▶ **Stated exercise**: Quote the records below word for word, omitting the pictures.

▶ **Data section**:

****

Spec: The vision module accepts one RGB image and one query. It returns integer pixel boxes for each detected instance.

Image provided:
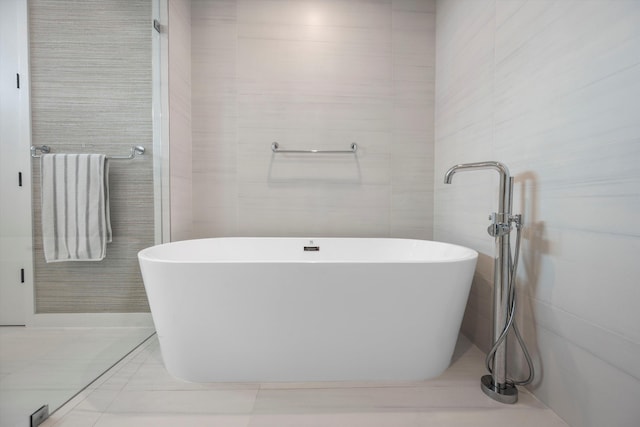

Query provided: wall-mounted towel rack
[271,142,358,154]
[31,145,145,160]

****

▶ **Solution for this task**:
Spec: The vision module accepts one RGB image and one query. It returns integer pixel boxes for each detected instance.

Image provided:

Query provided: wall-mounted towel rack
[271,142,358,154]
[31,145,145,160]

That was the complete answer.